Traditional endpoint detection still matters, but it sees many agent failures late. By the time a shell command runs, a file is changed, or traffic leaves the device, the agent has already crossed a decision point. Hook-based inspection gives defenders a chance to evaluate the instruction before the risky tool action happens.
What teams should do now
The feature is still a preview, so broad enforcement should be deliberate. Microsoft’s setup guidance says runtime protection currently requires Microsoft Defender for Endpoint Plan 2, Microsoft 365 E5, Microsoft Agent 365, or Microsoft 365 E7; onboarded devices; supported Windows versions; Defender Antivirus in active mode; current monthly platform and engine updates; and devices configured for the beta platform and engine update channel. Runtime protection also depends on the agent supporting hooks.
A sensible rollout starts with inventory rather than blocking. Security teams should first use Defender’s AI agent inventory and Advanced Hunting to identify where local agents and MCP servers are actually present. That list should be compared against developer groups, privileged users, production-support roles, and machines with access to cloud credentials or sensitive repositories.
From there, Microsoft recommends testing runtime protection in audit mode on a small set of active agent users, monitoring alerts for one to two weeks, then moving to block mode only after validating that detections are accurate and actionable. That is especially important on developer machines, where a poorly tuned control can interrupt legitimate work or push teams toward unmanaged tools.

· · · · · · ·

## Work item A
In the passage on Defender's runtime protection for AI agents, how long does Microsoft recommend monitoring alerts in audit mode before moving to block mode?
## Work item B
Quote the passage on Defender's runtime protection for AI agents, starting with "From there, Microsoft" and going on through "toward unmanaged tools.".
## Work item C
Extend the passage on Defender's runtime protection for AI agents beyond its final sentence.
The lines that follow are not needed for these tasks.

· · · · · · ·

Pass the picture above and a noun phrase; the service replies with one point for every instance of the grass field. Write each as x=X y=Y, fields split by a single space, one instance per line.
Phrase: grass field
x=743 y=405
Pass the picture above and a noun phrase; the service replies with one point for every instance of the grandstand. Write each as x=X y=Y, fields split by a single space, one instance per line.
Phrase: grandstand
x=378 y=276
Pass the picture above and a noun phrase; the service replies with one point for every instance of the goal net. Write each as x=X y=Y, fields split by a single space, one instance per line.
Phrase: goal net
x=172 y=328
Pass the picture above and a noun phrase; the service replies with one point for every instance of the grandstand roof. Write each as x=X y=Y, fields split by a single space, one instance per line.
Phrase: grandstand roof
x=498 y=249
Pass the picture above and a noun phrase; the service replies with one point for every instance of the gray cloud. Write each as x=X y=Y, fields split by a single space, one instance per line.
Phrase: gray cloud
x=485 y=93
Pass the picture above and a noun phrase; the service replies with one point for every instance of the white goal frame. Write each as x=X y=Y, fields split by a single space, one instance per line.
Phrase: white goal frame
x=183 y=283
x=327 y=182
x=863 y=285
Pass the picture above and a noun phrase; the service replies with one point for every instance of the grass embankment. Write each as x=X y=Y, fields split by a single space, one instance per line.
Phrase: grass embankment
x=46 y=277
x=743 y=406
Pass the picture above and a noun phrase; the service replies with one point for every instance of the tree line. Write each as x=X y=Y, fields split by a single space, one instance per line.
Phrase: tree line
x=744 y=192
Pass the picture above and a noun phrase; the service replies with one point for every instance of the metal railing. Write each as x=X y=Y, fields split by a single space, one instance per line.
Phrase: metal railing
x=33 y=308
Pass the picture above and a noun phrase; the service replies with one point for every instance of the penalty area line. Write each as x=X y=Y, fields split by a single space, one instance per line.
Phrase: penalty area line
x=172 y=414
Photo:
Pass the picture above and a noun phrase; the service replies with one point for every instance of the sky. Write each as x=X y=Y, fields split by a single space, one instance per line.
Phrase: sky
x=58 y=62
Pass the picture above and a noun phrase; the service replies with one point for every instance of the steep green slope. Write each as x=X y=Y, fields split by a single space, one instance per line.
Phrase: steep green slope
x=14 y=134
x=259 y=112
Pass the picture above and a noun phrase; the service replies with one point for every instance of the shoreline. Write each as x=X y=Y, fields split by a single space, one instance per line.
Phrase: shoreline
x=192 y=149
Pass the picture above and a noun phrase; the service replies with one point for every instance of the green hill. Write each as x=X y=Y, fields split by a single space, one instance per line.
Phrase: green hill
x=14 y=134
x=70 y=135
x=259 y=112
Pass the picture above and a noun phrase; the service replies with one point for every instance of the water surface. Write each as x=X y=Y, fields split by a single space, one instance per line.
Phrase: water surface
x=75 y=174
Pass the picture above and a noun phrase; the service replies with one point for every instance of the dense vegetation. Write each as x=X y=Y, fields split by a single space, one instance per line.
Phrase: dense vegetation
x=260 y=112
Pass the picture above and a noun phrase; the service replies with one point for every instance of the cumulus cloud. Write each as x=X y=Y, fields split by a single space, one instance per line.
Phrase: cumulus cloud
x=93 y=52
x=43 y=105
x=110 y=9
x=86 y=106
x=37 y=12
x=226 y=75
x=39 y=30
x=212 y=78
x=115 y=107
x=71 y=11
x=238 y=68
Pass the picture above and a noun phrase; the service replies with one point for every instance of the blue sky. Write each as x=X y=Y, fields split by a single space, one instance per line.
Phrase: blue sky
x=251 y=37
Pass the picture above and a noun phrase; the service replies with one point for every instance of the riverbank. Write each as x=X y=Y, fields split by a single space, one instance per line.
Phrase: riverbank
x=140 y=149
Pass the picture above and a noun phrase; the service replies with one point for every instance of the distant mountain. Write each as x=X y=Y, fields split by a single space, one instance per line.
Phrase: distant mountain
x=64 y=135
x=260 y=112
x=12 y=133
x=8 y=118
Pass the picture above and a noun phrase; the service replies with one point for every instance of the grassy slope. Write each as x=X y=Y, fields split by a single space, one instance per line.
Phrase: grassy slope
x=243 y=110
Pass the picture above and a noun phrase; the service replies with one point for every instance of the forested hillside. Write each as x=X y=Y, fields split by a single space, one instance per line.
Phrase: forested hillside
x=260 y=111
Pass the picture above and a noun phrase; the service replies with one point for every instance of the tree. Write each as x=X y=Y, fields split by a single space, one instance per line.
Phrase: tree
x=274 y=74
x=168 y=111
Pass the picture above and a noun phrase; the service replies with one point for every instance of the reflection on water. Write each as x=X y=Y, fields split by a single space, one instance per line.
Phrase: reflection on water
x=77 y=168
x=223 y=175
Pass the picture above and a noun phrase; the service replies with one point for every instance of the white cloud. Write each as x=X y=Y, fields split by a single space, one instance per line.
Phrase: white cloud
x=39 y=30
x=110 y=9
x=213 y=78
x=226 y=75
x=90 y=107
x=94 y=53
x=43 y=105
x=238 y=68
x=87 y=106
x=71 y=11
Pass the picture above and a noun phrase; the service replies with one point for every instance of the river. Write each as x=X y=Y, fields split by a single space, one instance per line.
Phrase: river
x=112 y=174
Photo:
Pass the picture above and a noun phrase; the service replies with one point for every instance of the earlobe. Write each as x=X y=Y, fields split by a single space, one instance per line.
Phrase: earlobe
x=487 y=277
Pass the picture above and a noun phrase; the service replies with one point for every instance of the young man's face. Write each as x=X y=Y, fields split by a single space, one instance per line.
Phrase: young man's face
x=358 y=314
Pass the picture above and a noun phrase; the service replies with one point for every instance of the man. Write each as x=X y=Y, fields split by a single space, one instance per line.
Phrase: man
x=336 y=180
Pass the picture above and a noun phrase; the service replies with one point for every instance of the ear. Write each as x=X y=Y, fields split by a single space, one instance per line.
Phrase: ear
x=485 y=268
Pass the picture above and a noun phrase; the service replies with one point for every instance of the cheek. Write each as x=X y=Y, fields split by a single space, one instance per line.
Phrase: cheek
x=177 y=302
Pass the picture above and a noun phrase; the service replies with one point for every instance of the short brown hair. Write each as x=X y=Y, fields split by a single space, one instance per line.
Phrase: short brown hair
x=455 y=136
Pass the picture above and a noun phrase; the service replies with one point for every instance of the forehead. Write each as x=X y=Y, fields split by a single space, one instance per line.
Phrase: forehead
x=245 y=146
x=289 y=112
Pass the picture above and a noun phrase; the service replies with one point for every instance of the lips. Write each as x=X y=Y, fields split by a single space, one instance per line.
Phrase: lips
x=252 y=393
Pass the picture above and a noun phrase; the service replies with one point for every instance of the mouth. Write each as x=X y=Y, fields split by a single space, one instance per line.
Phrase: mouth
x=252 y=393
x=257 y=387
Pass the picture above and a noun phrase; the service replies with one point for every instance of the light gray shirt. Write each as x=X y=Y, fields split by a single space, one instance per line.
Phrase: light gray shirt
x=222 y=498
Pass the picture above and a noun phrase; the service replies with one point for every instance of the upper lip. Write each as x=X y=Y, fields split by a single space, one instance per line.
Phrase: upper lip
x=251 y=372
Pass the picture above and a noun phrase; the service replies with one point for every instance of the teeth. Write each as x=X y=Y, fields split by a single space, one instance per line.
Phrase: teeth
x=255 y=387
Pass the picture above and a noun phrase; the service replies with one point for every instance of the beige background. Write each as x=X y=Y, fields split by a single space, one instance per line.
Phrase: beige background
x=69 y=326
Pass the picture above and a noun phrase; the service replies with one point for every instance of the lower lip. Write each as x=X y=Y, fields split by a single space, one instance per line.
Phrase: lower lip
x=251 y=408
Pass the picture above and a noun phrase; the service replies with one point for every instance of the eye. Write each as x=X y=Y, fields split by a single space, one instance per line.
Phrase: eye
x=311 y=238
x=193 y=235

· · · · · · ·

## Task answer A
One to two weeks.

## Task answer B
From there, Microsoft recommends testing runtime protection in audit mode on a small set of active agent users, monitoring alerts for one to two weeks, then moving to block mode only after validating that detections are accurate and actionable. That is especially important on developer machines, where a poorly tuned control can interrupt legitimate work or push teams toward unmanaged tools.

## Task answer C
Teams should also review MCP server configurations directly. Discovery can show that a server exists, but it does not replace a governance decision about whether that server should be allowed, which tools it exposes, whether it can reach production systems, and whether the agent using it has more permission than the workflow requires.
The larger lesson is that local AI agents are becoming normal endpoint software with unusual authority. They need inventory, least-privilege design, prompt-injection testing, human approval for high-risk actions, credential hygiene, and incident-response paths that security teams understand. Defender’s preview does not solve all of that, but it gives Microsoft-heavy organizations a concrete place to start.
For readers tracking the details, Microsoft outlined the June Defender update in its Microsoft Security Blog, with separate Learn documentation for local AI agent discovery, AI agent runtime protection, and runtime-protection setup.